Stored records:
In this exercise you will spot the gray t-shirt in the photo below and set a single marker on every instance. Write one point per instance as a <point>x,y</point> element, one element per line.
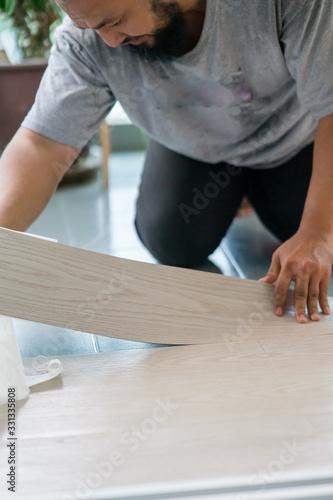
<point>250,93</point>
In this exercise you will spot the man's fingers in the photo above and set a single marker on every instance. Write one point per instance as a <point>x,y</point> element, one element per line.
<point>281,291</point>
<point>312,299</point>
<point>301,298</point>
<point>323,292</point>
<point>273,272</point>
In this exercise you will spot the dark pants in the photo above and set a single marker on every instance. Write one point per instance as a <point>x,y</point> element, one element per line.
<point>185,206</point>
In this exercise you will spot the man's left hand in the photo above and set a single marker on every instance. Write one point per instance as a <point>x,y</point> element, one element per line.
<point>306,260</point>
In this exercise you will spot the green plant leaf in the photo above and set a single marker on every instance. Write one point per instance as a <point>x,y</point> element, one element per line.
<point>10,6</point>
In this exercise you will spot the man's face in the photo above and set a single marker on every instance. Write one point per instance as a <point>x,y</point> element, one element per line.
<point>153,29</point>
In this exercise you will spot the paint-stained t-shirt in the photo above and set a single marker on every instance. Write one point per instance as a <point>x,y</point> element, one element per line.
<point>250,93</point>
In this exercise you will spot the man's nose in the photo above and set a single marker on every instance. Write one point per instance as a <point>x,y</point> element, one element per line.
<point>111,37</point>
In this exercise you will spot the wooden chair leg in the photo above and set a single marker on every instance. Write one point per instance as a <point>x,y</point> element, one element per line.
<point>104,133</point>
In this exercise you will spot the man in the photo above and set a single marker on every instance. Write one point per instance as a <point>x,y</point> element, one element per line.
<point>233,94</point>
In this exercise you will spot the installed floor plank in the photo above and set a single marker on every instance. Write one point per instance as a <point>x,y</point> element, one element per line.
<point>176,414</point>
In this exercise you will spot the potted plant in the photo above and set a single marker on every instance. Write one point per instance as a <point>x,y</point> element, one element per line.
<point>26,34</point>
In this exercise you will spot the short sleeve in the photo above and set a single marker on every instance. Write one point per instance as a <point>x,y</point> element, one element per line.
<point>307,41</point>
<point>73,98</point>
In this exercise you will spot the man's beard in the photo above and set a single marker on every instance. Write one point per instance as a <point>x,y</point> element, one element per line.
<point>169,40</point>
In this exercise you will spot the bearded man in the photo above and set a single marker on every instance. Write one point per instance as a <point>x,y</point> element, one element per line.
<point>236,97</point>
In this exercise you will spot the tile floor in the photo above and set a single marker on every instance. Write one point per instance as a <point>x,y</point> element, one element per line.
<point>102,221</point>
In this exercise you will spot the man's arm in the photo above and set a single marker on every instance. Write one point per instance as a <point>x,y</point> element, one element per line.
<point>307,257</point>
<point>30,169</point>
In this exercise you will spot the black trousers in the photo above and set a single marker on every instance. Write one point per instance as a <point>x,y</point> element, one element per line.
<point>185,206</point>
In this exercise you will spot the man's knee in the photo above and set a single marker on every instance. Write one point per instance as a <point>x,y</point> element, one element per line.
<point>171,244</point>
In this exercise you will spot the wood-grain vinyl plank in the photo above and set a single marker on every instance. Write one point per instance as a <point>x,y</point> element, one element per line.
<point>56,284</point>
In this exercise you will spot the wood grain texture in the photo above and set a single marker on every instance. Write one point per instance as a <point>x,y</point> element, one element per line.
<point>177,415</point>
<point>59,285</point>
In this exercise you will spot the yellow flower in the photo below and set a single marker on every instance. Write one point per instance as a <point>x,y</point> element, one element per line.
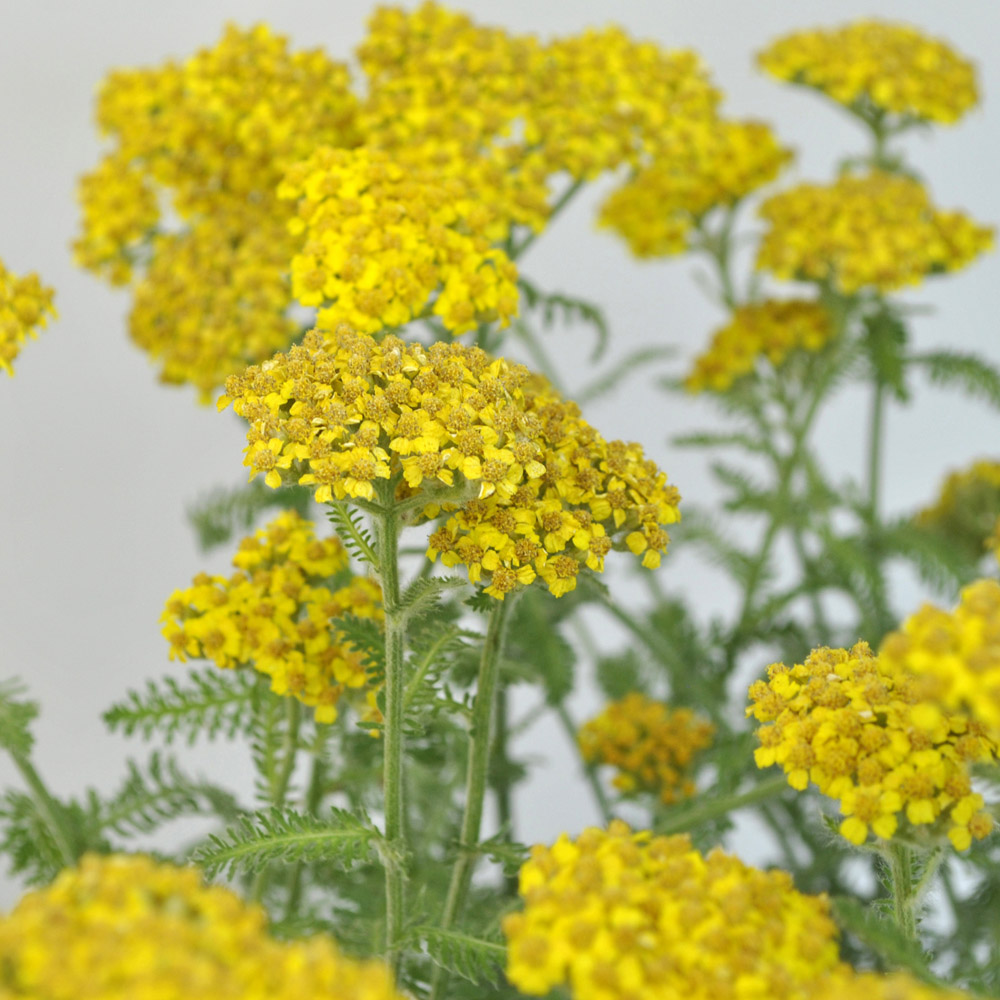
<point>129,928</point>
<point>25,308</point>
<point>766,331</point>
<point>651,745</point>
<point>875,230</point>
<point>892,68</point>
<point>616,914</point>
<point>277,614</point>
<point>873,736</point>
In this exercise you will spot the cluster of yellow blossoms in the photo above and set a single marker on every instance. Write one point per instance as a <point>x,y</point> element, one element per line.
<point>878,230</point>
<point>209,138</point>
<point>710,165</point>
<point>277,614</point>
<point>967,511</point>
<point>652,746</point>
<point>129,928</point>
<point>959,651</point>
<point>872,736</point>
<point>386,244</point>
<point>771,329</point>
<point>341,411</point>
<point>25,307</point>
<point>616,914</point>
<point>891,68</point>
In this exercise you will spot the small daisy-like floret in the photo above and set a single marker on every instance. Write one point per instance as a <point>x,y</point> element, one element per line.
<point>876,230</point>
<point>874,737</point>
<point>25,308</point>
<point>877,66</point>
<point>277,614</point>
<point>651,745</point>
<point>122,927</point>
<point>959,651</point>
<point>710,165</point>
<point>616,914</point>
<point>768,332</point>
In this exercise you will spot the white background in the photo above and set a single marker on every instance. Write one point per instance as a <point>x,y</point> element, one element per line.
<point>99,461</point>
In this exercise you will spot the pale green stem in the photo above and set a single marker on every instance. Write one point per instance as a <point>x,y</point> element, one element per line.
<point>476,774</point>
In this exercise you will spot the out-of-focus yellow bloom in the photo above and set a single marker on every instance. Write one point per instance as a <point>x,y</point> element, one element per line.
<point>967,511</point>
<point>872,736</point>
<point>184,203</point>
<point>768,330</point>
<point>873,65</point>
<point>617,914</point>
<point>959,651</point>
<point>877,230</point>
<point>652,745</point>
<point>709,165</point>
<point>129,928</point>
<point>549,495</point>
<point>382,244</point>
<point>25,308</point>
<point>278,614</point>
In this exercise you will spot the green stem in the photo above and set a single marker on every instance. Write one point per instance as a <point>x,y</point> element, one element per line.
<point>708,809</point>
<point>386,523</point>
<point>476,774</point>
<point>51,811</point>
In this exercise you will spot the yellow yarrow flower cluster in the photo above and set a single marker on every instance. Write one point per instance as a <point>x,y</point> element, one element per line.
<point>712,165</point>
<point>768,330</point>
<point>615,914</point>
<point>652,745</point>
<point>958,650</point>
<point>25,308</point>
<point>124,927</point>
<point>869,735</point>
<point>206,141</point>
<point>968,507</point>
<point>384,244</point>
<point>875,230</point>
<point>277,613</point>
<point>890,68</point>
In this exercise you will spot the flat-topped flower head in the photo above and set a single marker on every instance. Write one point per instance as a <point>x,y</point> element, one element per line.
<point>183,205</point>
<point>872,736</point>
<point>25,308</point>
<point>126,927</point>
<point>620,914</point>
<point>651,745</point>
<point>382,244</point>
<point>875,66</point>
<point>278,614</point>
<point>958,651</point>
<point>709,165</point>
<point>765,332</point>
<point>876,230</point>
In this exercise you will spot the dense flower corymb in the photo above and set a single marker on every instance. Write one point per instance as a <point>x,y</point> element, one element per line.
<point>278,613</point>
<point>25,307</point>
<point>958,650</point>
<point>768,330</point>
<point>869,735</point>
<point>652,745</point>
<point>889,67</point>
<point>616,914</point>
<point>129,928</point>
<point>549,495</point>
<point>875,230</point>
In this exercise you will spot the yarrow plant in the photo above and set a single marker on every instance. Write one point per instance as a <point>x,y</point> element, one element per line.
<point>431,523</point>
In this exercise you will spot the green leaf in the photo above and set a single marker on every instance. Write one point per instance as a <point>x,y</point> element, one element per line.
<point>207,702</point>
<point>472,958</point>
<point>287,836</point>
<point>968,373</point>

__Exercise instructions__
Rescale the records from the start through the line containing "<point>111,37</point>", both ends included: reproduce those lines, requests included, with every point coordinate in the answers multiplied by 2.4 and rounded to the nearest whole number, halves rounded up. Omit the pictures from your answer.

__Exercise result__
In this exercise you will spot the gray t-shirt in the photo below and set a single marker on every instance. Write one point per instance as a <point>x,y</point> element, one element per line.
<point>600,223</point>
In this exercise you will spot the man's fingers in the photo above and set a single marker on every instance. Write one point per instance as a <point>x,y</point> element, one element per line.
<point>674,698</point>
<point>749,718</point>
<point>722,715</point>
<point>775,701</point>
<point>655,653</point>
In this exercise you will spot the dark pants in the photo above and set a single marker on every instance. Write one point per instance as a <point>x,y</point> element, one element per line.
<point>444,494</point>
In this exercise you will spot the man's left hand in the photo above and set a single marker on every instance. Write one point per instance as a <point>x,y</point> element, one element per line.
<point>734,624</point>
In this exercise you will spot the green plant leaf in the photo above and set a single marker on every instance. Write one point per instance as a <point>x,y</point> element, one element per line.
<point>24,14</point>
In this exercise you will spot the man's face in the photo above and set a single marker on every instance. Write one point per instance as a <point>x,y</point> element, one element per line.
<point>367,70</point>
In this exercise you will spot the paint-stained t-shirt in the photo above and set a single marker on every instance. Write one point per instance as a <point>x,y</point> element, one element per line.
<point>600,223</point>
In this exercise you will spot the man's nose in the photo above and set a single marker on every instance. Write one point per instance as a <point>x,y</point> element, one element per line.
<point>266,89</point>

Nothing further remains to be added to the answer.